◆ **WHAT THIS TASK INVOLVES**:
How many lines within the records include the word "instance"? Only that number should be given.

◆ **DATA LISTING**:
****************************************

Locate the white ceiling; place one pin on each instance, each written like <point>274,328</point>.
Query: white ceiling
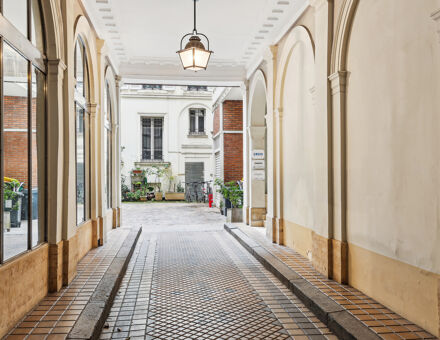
<point>144,35</point>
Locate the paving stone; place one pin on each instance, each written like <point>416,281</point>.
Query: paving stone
<point>197,282</point>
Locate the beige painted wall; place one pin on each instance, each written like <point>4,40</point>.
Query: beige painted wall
<point>304,145</point>
<point>393,132</point>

****************************************

◆ **EXPECTED ANSWER**:
3